47     The private individual applicants claim that the contested decision will lead to serious economic consequences and legal problems, namely an increase in administration costs and the depreciation in the value of their real property. However, even if those consequences are the direct result of the Habitats Directive and the contested decision rather than of the anticipation by economic operators of their application by the Member States, they do not in any event influence the applicants’ legal situation, but only their factual situation (see, to that effect, Salamander and Others v Parliament and Council, paragraph 62; and the orders in Freiherr von Cramer-Klett and Rechtlerverband Pfronten v Commission, paragraph 47; Mayer and Others v Commission, paragraph 60; and Sahlstedt and Others v Commission, paragraph 54).

48     The private individual applicants as well as the local authority applicants therefore rely essentially on their right to effective judicial protection.

49     In that respect, it is important to note that, on the one hand, by Articles 230 EC and 241 EC, and, on the other, by Article 234 EC, the Treaty has established a complete system of legal remedies and procedures designed to ensure judicial review of the legality of acts of the institutions, and has entrusted such review to the Community Courts (see, to that effect, Case 294/83 Les Verts v Parliament [1986] ECR 1339, paragraph 23). Under that system, where natural or legal persons cannot, by reason of the conditions for admissibility laid down in the fourth paragraph of Article 230 EC, directly challenge Community measures of general application, they are able, depending on the case, either indirectly to plead the invalidity of such acts before the Community Courts under Article 241 EC or to do so before the national courts and ask them, since they have no jurisdiction themselves to declare those measures invalid (Case 314/85 Foto-Frost [1987] ECR 4199, paragraph 20), to make a reference to the Court of Justice by way of preliminary rulings on validity (Case C‑50/00 P Unión de Pequeños Agricultores v Council [2002] ECR I‑6677, paragraph 40).

50     Thus, it is for the Member States to establish a system of legal remedies and procedures which ensure respect for the right to effective judicial protection (Unión de Pequeños Agricultores v Council, paragraph 41).

(SUPPLIED INFORMATION):
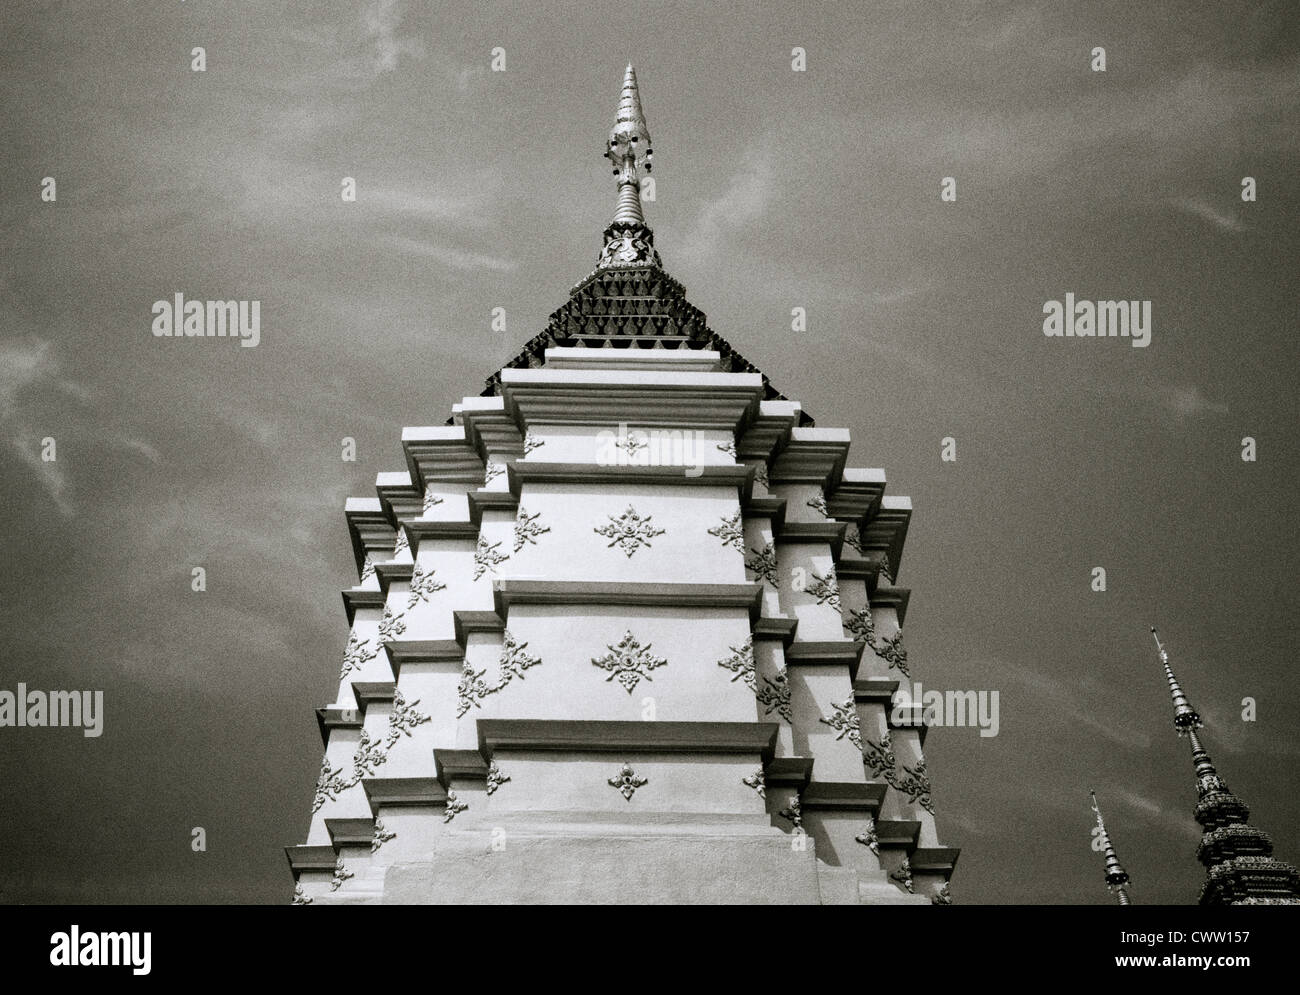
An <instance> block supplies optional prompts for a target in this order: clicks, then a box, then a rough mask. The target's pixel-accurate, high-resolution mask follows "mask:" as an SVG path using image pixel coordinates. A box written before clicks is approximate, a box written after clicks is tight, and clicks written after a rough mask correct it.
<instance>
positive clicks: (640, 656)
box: [591, 630, 668, 695]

(TASKS AND EXERCISES):
A: Reproduce the court excerpt from "48     The private individual" to "effective judicial protection.".
B: Answer these questions from the court excerpt:
(i) Which two economic consequences do the private individual applicants say the contested decision will lead to?
(ii) Which case is cited for the point that national courts have no jurisdiction themselves to declare Community measures invalid?
(iii) Whose task is it to establish a system of legal remedies and procedures that ensures respect for the right to effective judicial protection?

(ANSWERS BY ITEM):
A:
48     The private individual applicants as well as the local authority applicants therefore rely essentially on their right to effective judicial protection.

B:
(i) An increase in administration costs and the depreciation in the value of their real property.
(ii) Case 314/85 Foto-Frost [1987] ECR 4199, paragraph 20.
(iii) The Member States.